Reproduce, exactly and in full, only the lines below from the one containing "# test: pointer returns one pin per instance of the window" through the one containing "# test: pointer returns one pin per instance of the speckled".

- [DATA SHOWN]:

'''

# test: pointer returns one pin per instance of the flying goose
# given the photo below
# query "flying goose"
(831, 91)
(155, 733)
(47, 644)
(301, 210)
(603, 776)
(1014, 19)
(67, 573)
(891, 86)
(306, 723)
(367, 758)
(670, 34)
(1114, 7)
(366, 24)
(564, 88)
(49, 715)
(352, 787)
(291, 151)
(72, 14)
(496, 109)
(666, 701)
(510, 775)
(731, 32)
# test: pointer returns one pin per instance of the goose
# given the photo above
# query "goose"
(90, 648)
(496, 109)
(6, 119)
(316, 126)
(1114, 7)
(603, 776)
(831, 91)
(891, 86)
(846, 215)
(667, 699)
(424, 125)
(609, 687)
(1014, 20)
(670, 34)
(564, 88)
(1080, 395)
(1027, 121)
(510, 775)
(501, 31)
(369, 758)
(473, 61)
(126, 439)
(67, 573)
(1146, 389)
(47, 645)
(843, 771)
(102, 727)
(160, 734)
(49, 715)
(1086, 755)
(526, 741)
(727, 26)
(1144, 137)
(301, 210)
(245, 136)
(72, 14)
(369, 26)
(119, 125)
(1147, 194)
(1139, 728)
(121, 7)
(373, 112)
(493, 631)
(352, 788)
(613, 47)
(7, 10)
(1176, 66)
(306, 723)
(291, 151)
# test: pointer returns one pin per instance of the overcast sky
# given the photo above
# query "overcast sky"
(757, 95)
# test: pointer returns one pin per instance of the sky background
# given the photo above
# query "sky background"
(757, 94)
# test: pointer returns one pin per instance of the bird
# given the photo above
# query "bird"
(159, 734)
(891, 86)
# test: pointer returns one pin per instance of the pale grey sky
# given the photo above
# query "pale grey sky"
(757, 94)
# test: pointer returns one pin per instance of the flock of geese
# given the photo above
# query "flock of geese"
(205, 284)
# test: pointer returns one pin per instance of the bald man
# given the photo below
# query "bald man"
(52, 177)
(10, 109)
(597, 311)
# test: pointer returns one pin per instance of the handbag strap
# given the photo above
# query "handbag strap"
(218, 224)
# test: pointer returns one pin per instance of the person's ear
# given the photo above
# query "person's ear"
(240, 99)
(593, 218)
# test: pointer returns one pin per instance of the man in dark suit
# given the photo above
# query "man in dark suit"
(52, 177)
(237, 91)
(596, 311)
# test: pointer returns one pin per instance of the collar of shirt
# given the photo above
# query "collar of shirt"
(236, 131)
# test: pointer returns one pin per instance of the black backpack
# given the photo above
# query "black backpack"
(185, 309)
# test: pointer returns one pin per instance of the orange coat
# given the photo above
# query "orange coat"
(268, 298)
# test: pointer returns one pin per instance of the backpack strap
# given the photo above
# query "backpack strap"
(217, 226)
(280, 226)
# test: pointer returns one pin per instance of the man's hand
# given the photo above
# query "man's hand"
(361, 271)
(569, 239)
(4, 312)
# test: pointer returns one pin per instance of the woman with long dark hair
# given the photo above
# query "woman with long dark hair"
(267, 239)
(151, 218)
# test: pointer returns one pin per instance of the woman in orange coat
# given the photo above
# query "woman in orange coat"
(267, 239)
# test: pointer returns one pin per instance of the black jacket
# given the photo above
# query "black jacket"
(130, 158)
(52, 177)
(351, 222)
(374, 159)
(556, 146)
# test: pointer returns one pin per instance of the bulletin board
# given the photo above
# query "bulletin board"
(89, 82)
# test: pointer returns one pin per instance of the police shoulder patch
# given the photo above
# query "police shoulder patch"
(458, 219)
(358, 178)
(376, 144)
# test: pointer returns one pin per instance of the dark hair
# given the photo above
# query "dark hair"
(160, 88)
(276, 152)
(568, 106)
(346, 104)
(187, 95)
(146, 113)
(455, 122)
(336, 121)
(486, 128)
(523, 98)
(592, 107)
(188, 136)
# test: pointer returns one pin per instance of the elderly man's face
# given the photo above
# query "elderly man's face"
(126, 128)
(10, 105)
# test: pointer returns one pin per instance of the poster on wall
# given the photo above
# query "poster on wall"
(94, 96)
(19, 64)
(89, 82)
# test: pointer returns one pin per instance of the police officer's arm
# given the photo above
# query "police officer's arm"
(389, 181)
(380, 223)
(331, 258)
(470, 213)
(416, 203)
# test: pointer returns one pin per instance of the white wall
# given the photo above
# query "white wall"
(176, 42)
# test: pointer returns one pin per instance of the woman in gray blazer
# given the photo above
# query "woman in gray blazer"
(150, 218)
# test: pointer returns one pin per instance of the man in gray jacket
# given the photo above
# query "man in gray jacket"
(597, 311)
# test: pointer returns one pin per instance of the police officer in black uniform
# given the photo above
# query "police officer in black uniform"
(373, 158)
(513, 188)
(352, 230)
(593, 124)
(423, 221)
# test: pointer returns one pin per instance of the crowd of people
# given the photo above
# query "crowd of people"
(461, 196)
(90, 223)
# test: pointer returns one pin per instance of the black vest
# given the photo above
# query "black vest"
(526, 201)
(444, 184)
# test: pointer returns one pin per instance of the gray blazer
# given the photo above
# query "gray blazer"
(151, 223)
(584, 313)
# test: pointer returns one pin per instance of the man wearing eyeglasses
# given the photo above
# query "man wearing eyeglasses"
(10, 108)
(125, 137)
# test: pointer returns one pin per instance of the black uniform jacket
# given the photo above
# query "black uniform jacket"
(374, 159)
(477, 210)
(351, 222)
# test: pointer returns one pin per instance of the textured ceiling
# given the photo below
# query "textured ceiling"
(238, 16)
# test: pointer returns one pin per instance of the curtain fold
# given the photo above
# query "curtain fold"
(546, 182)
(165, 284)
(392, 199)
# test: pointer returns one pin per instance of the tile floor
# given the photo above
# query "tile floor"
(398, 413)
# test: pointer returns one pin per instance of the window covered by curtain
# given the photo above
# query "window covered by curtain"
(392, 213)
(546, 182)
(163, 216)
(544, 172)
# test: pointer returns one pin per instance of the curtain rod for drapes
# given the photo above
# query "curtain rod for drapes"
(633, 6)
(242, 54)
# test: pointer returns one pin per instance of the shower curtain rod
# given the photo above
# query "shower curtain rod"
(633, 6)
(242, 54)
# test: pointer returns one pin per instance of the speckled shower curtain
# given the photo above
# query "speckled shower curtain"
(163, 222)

'''

- [TASK OUTPUT]:
# test: pointer returns one pin per instance of the window covered by curtain
# given the photo above
# query "window covered by curtain"
(392, 213)
(546, 182)
(163, 216)
(544, 172)
# test: pointer returns one pin per instance of the curtain rod for drapes
# given the photo above
# query "curtain rod for drapes"
(633, 6)
(242, 54)
# test: pointer returns one pin per instance of the shower curtain rod
# given the photo above
# query "shower curtain rod"
(633, 6)
(242, 54)
# test: pointer returns one pin per instance of the speckled shower curtain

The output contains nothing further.